**Work task 1:**
Echo the stored items below line for line, changing nothing.

**Extracted text:**
____________________

Do you have any experience of long events or days out, I'm thinking 10 hour+ days, even very slow pace?
It's not just fitness you need, it's also how to cope with the little blips that come after 12 hours. Mental lows, best food, how and what to eat when you can't eat. Would be worth a couple of very long days out, anywhere, simply to get the feel of it and your head around the small problems. Some people are naturally stubborn enough to cope, others need to know how.
Moley makes a great point. "Faster" runners who run on the fells at the pace mortals do on the road often aren't used to long (12 hour +) days. It's not just about 10,000 ft weeks. I wasn't even moving when I had one of my most memorial and significant running experiences; I was sat on a radiator drinking tea being told I could and would finish a 50 mile event
I've often thought that the LDWA stalwarts would have a better success ratio on the BG. 12 - 18hr days are pretty typical for them. Before anyone asks: I've no idea just how many have tried.
People often quote 10,000 ft a week as a good training plan for a BG attempt. How many 10,000 ft weeks would a mid-pack fell racer need to get round? Or to put it another way, if said mid-pack fell racer could sustain 10,000 ft a week for six months, would they be likely to get round?
I'm not asking for myself, a friend asked me ;)
I think it depends what (and how much) training the mid-packer was doing prior to the 6 months of 10,000ft. Most folk would advocate at least 5,000ft and possibly more of the climb in one long walk / run, which might not help for short to medium races assuming the mid-packer was fit to start with. For a portly, middle-aged back of packer the sheer volume did, err, might probably help, erm, according to "a friend"
Having gone from Mid-pack to back end of front-pack by increasing training, then gone higher up the front pack and performing well at Langdale/OMMs off weeks with at least 3000m climb/11-12h on feet (often close to 4k, even up to 5k), I can fairly confidently confirm that training on specific terrain makes you fitter and better at racing ;)
A week post OMM I set a 30s pb over a fast, firm 5km XC so there is some carry-over to short fast stuff as well.
I know two different people who came from pure road-running backgrounds
trained on flat for London Marathon mid-April (clocked about 2:50)
did a few hilly long-days-out, then completed BG 3rd week June.

____________________

Stored items:
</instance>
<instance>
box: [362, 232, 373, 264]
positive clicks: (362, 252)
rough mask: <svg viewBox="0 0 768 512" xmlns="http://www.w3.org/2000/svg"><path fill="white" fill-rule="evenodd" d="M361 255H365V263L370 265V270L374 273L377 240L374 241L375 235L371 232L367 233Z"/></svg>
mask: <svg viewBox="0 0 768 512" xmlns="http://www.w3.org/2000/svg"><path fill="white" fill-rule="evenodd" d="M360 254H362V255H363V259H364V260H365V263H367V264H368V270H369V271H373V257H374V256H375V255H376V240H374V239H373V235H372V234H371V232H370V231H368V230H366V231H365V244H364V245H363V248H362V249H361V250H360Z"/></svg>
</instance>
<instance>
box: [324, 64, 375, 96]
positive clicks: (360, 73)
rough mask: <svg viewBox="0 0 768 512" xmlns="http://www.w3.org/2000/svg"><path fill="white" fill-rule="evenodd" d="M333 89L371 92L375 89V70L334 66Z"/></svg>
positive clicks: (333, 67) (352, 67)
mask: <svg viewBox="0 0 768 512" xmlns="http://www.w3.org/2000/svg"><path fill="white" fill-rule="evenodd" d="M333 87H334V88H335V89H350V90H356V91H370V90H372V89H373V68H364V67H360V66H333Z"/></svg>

____________________

**Work task 2:**
Duplicate everything in the fell-running discussion above from "It's not just fitness" down to "to know how.", word for word.

**Task response 1:**
</instance>
<instance>
box: [362, 232, 373, 264]
positive clicks: (362, 252)
rough mask: <svg viewBox="0 0 768 512" xmlns="http://www.w3.org/2000/svg"><path fill="white" fill-rule="evenodd" d="M361 255H365V263L370 265V270L374 273L377 240L374 241L375 235L371 232L367 233Z"/></svg>
mask: <svg viewBox="0 0 768 512" xmlns="http://www.w3.org/2000/svg"><path fill="white" fill-rule="evenodd" d="M360 254H362V255H363V259H364V260H365V263H367V264H368V270H369V271H373V257H374V256H375V255H376V240H374V239H373V235H372V234H371V232H370V231H368V230H366V231H365V244H364V245H363V248H362V249H361V250H360Z"/></svg>
</instance>
<instance>
box: [324, 64, 375, 96]
positive clicks: (360, 73)
rough mask: <svg viewBox="0 0 768 512" xmlns="http://www.w3.org/2000/svg"><path fill="white" fill-rule="evenodd" d="M333 89L371 92L375 89V70L334 66Z"/></svg>
positive clicks: (333, 67) (352, 67)
mask: <svg viewBox="0 0 768 512" xmlns="http://www.w3.org/2000/svg"><path fill="white" fill-rule="evenodd" d="M333 87H334V88H335V89H350V90H356V91H370V90H372V89H373V68H364V67H360V66H333Z"/></svg>

**Task response 2:**
It's not just fitness you need, it's also how to cope with the little blips that come after 12 hours. Mental lows, best food, how and what to eat when you can't eat. Would be worth a couple of very long days out, anywhere, simply to get the feel of it and your head around the small problems. Some people are naturally stubborn enough to cope, others need to know how.